§ **Source passage**:
-- -- --
The USS Ronald Reagan is tied up in the Japanese port of Yokosuka: Two of her crew have tested positive for COVID-19. USS Theodore Roosevelt, the other U.S. aircraft carrier in the West Pacific, is pier side at Guam with a skeletal crew aboard after 70 of her crew tested positive (this number has now grown to nearly 300). Until both ships can safely return to sea, U.S. deterrence and power projection abilities in the West Pacific are under great strain.
By coincidence, on March 19, the Navy successfully tested a major part of its hypersonic missile program, the missile’s glide body which is designed to carry conventional weapons. Development of hypersonic missiles would not only provide valuable information about how to defend against the hypersonic missiles that Russia claims it possesses and China is developing. It would also be an effective instrument in convincing these and other potential foes that it would be foolish to take advantage if U.S. naval forces are, for whatever reason, unable immediately to respond to crises.
-- -- --
§ **Provided material**:

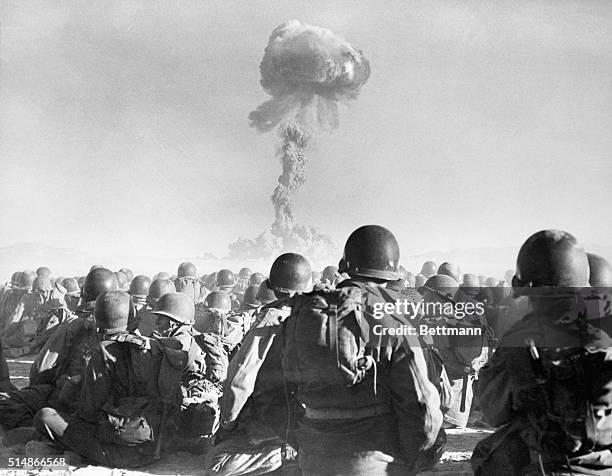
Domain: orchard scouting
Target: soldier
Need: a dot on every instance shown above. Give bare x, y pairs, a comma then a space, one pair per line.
256, 279
428, 269
226, 282
139, 289
128, 274
57, 372
21, 283
253, 407
330, 275
600, 271
122, 280
450, 269
145, 317
243, 281
419, 281
131, 388
369, 406
73, 293
43, 272
64, 356
206, 369
546, 387
187, 282
5, 381
31, 315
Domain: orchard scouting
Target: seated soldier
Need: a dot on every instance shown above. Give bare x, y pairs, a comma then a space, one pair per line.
131, 387
547, 386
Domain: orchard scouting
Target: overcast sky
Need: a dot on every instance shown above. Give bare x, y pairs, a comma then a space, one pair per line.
123, 125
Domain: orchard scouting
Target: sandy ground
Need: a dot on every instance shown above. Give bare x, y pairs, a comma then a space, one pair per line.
455, 460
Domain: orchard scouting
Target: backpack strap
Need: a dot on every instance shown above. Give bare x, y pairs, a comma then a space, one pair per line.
333, 331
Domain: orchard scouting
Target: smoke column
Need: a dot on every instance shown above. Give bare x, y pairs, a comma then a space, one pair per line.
306, 70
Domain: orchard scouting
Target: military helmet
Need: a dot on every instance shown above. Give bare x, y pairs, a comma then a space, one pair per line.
419, 281
42, 283
16, 279
139, 287
450, 269
330, 274
112, 311
186, 269
250, 296
428, 269
225, 279
72, 286
218, 300
97, 281
289, 273
43, 271
177, 306
440, 284
552, 258
600, 271
27, 280
470, 281
128, 272
159, 287
371, 251
121, 279
256, 279
265, 295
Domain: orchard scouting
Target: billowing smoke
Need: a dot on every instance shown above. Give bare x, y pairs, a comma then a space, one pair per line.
306, 70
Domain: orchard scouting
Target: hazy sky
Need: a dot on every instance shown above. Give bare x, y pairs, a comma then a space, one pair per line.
123, 125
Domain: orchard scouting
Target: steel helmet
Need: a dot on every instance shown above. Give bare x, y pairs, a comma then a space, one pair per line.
97, 281
139, 287
600, 271
451, 270
128, 273
16, 279
225, 279
159, 287
256, 279
177, 306
72, 286
44, 272
265, 295
27, 280
289, 273
552, 258
42, 283
371, 251
112, 311
218, 300
440, 284
250, 297
429, 269
186, 269
330, 273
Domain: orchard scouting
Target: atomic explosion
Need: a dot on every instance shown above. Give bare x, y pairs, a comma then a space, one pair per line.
306, 70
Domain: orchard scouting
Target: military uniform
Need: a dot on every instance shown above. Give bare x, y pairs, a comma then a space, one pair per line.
253, 407
138, 374
383, 423
510, 396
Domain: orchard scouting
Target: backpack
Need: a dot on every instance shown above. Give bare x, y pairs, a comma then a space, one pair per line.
324, 340
568, 399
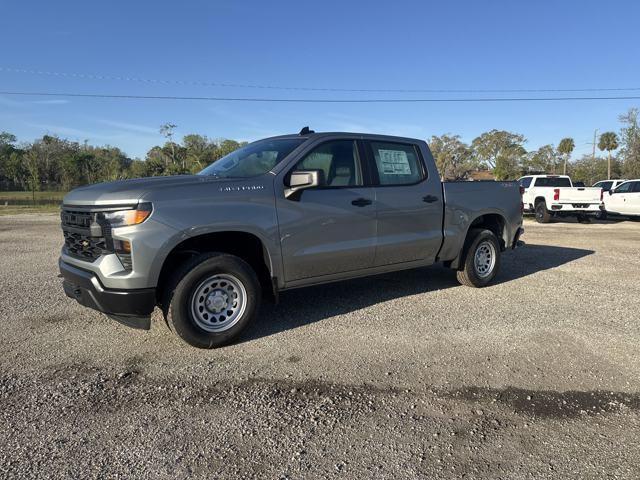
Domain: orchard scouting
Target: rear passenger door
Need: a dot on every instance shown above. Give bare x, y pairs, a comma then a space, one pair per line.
617, 201
409, 203
633, 200
330, 229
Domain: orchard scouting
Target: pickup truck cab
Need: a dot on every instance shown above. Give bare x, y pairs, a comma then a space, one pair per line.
624, 200
551, 196
280, 213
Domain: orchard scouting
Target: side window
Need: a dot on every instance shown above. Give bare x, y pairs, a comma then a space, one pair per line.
339, 162
624, 188
525, 182
397, 163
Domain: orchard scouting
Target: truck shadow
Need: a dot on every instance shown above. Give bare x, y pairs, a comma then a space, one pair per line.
311, 304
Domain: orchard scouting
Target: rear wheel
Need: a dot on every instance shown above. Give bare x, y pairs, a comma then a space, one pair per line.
211, 299
482, 259
542, 214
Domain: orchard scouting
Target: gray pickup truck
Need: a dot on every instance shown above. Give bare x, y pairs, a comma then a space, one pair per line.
280, 213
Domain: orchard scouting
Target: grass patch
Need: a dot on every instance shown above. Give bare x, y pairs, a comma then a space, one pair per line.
6, 196
18, 209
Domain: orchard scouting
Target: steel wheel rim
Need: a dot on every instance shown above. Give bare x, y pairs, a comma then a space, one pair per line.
484, 259
218, 302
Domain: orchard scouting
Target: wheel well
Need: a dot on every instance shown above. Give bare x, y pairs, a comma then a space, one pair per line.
493, 222
241, 244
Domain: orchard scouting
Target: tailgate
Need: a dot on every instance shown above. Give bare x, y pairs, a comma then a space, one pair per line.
579, 195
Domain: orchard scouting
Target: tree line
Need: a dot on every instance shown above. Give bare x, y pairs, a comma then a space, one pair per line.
54, 163
504, 154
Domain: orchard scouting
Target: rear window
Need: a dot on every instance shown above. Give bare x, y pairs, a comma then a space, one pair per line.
606, 186
553, 182
525, 182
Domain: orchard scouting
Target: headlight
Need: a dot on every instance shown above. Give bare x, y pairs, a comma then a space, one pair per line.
126, 218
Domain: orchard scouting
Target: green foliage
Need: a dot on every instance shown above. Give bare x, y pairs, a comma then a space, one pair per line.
630, 143
453, 158
501, 151
53, 163
608, 141
566, 146
590, 170
544, 160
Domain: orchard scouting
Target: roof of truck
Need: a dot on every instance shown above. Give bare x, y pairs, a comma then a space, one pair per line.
313, 134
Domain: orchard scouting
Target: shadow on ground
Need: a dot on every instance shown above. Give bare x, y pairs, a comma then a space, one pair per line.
308, 305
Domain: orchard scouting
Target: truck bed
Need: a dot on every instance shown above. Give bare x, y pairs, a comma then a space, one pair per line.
-- -- --
§ **Parts of the exercise**:
1. According to the passage on U.S. carriers and hypersonic missiles, on what date did the Navy test the glide body of its hypersonic missile?
2. Extend the passage on U.S. carriers and hypersonic missiles, starting after its final sentence.
The entries are material of their own and do not belong to the passage on U.S. aircraft carriers and hypersonic missiles.

§ **Answers in order**:
1. March 19

2.
Hypersonic weapons describe a family of delivery systems that travel at between Mach 5 and Mach 10—that is, at between one and two miles per second. In comparison, the U.S. Tomahawk flies at subsonic speeds, at around Mach 0.7—some 550 miles per hour. Tomahawk missiles were used in 2017 following the Syrian government’s chemical attacks and could reach a target 600 miles distant in about an hour; a hypersonic weapon could strike the same target in ten minutes.
These kinds of capabilities offer a strategically decisive advantage. A nation’s current ground and sea-based early-warning and air-defense systems are limited in a variety of ways, including by the earth’s curvature. A missile flying closer to the ground or sea can evade detection for longer than one with the high altitude of a ballistic trajectory. Detection and targeting takes time. To give you a sense of the figures involved, an Aegis Combat System responds to a threat in several seconds. A hypersonic weapon covering 20 miles in 10 seconds can scream past air defenses, evade intercepting missiles, and overcome point-defense systems.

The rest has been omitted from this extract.